Exercise aim: Repeat everything in the data exactly except images.

⁂

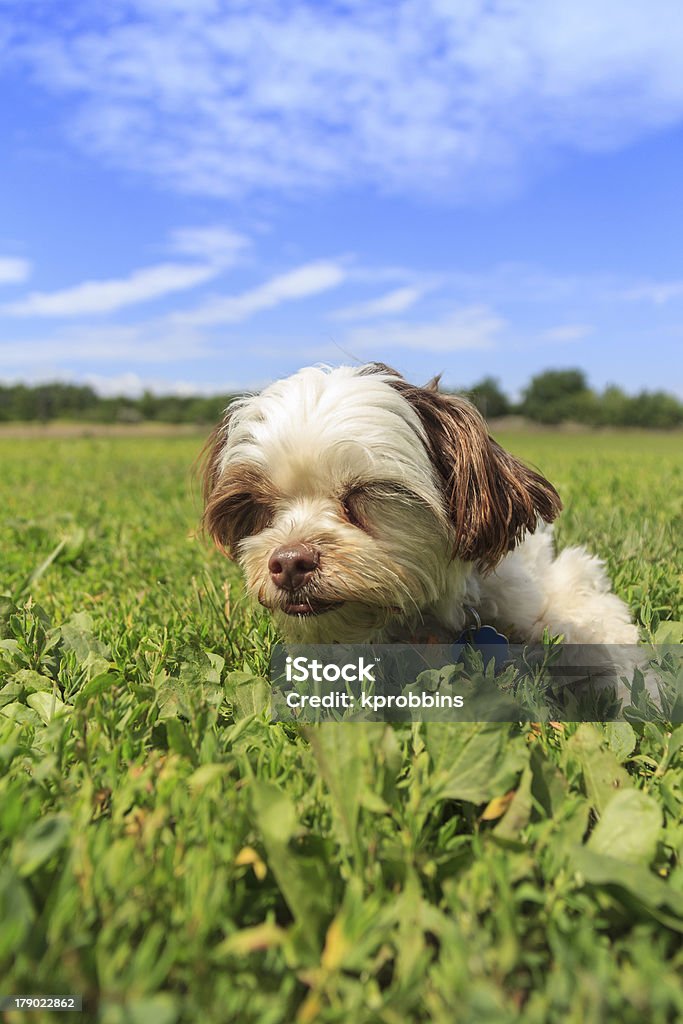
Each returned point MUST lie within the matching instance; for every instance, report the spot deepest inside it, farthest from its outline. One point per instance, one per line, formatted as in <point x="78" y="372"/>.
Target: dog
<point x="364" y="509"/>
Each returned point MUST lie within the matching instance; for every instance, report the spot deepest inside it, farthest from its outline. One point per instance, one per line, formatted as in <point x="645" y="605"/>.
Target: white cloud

⁂

Response:
Each returned point MUST lie within the matching instance; for every instance, report the spot deepest inside it, farthest from its outline. One point per instance, one per line, formatted as in <point x="78" y="372"/>.
Target: dog
<point x="364" y="509"/>
Each returned point MUST lie within the matching instance; for every instance, report the spot deepest inside it, farthest from its outline. One point per instance, one per line, formatted as in <point x="645" y="605"/>.
Target: white cloud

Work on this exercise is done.